(Location annotation dataset excerpts)
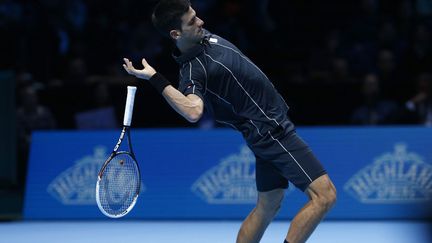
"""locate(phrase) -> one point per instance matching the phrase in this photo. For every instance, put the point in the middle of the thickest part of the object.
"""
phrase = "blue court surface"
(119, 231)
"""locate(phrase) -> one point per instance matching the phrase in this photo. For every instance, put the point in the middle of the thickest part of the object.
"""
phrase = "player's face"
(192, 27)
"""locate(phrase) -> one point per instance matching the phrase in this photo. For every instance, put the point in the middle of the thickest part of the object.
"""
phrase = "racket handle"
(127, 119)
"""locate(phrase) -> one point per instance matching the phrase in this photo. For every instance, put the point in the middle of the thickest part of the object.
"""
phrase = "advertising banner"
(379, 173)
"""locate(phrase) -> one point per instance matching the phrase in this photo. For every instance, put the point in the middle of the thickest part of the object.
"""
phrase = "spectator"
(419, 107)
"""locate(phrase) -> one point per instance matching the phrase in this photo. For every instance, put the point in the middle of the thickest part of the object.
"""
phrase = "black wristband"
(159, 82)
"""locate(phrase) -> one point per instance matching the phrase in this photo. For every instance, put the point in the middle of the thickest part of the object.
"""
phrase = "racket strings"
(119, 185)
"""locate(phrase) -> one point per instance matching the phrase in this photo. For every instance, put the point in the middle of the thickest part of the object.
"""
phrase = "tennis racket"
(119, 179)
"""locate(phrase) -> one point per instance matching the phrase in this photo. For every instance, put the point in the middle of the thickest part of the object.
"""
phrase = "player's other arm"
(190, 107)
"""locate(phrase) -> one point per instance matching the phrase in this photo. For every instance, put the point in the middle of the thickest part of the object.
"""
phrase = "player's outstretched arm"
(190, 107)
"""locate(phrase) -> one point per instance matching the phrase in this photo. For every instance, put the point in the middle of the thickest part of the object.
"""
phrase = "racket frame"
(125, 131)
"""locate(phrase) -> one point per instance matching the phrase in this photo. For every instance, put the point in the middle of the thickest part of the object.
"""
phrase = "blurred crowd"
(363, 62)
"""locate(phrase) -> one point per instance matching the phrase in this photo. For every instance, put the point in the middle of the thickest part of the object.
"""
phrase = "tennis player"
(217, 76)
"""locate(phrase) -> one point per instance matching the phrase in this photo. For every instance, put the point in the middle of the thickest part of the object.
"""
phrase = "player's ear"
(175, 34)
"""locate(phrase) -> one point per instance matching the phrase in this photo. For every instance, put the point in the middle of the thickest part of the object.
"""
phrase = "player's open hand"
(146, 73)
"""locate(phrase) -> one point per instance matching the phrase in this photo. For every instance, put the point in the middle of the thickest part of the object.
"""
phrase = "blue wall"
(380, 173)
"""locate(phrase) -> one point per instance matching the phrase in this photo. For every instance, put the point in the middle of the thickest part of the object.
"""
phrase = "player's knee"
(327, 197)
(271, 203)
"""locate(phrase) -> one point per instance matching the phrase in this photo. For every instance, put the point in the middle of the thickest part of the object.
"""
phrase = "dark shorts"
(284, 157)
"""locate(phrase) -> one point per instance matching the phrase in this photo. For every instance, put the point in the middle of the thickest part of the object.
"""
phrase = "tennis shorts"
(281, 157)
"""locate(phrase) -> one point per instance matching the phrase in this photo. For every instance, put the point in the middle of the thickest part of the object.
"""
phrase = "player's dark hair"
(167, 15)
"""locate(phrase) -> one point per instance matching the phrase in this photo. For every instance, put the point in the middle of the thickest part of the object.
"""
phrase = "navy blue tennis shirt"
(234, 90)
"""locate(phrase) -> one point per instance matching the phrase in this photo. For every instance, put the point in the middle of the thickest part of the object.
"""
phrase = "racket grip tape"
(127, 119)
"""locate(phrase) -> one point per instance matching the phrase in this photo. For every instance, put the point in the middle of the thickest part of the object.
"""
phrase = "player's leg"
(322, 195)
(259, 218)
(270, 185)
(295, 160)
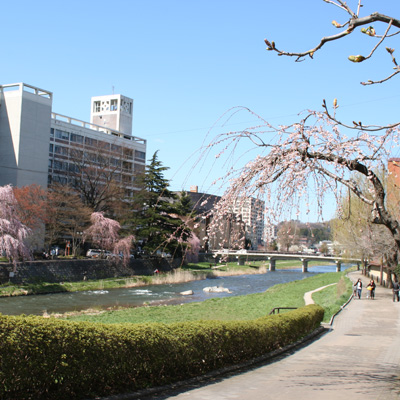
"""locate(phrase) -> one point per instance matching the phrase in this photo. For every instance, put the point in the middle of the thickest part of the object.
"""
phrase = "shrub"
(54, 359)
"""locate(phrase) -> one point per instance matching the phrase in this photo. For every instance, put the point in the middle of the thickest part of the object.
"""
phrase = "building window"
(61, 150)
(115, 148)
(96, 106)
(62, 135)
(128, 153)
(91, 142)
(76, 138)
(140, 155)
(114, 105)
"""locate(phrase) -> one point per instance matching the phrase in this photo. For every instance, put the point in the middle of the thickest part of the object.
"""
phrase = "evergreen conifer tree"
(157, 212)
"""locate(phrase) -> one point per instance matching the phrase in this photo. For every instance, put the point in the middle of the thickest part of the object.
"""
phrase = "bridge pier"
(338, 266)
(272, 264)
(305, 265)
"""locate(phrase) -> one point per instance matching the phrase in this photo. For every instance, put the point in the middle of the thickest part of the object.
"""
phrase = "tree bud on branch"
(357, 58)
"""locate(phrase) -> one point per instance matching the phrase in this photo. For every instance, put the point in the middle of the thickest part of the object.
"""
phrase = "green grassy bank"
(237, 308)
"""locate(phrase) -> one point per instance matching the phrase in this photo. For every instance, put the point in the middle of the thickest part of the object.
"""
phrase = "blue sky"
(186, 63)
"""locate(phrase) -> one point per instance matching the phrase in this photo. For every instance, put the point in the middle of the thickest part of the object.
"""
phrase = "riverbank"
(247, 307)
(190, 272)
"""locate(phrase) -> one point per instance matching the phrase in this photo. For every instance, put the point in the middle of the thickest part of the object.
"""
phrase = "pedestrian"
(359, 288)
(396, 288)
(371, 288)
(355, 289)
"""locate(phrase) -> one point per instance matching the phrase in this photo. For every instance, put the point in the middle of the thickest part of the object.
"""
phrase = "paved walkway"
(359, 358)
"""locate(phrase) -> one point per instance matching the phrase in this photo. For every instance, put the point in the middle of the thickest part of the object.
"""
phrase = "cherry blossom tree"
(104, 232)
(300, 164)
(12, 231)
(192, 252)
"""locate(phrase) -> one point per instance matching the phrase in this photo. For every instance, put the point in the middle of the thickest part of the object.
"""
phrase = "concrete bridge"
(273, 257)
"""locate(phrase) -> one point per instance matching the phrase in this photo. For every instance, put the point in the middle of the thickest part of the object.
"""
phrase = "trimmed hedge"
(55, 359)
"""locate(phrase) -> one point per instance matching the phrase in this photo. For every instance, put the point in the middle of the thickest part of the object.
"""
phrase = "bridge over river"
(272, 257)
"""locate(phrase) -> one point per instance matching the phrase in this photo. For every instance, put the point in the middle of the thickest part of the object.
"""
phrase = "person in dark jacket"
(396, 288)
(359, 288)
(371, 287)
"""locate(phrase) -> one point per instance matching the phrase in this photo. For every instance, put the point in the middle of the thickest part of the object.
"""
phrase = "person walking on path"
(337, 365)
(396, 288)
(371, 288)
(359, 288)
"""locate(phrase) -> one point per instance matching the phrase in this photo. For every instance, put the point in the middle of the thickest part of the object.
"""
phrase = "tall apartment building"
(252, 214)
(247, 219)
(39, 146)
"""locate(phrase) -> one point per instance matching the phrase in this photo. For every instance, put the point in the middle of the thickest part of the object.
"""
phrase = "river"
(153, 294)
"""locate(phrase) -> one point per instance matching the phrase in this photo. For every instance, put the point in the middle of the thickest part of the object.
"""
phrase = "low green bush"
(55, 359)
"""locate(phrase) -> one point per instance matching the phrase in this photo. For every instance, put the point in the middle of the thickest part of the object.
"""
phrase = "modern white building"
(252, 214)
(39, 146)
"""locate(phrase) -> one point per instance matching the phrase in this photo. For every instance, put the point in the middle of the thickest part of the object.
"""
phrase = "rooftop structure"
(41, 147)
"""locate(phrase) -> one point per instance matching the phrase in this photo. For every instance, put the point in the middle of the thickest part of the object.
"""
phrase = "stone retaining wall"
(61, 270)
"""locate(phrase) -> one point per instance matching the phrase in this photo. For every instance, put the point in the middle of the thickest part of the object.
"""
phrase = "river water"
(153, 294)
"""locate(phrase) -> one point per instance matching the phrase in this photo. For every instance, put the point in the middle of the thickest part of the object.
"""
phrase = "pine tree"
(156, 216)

■ **Short task**:
Count how many lines of the data above contain the string "blue", with case counting. Give only the number.

■ **Solution to this exercise**:
4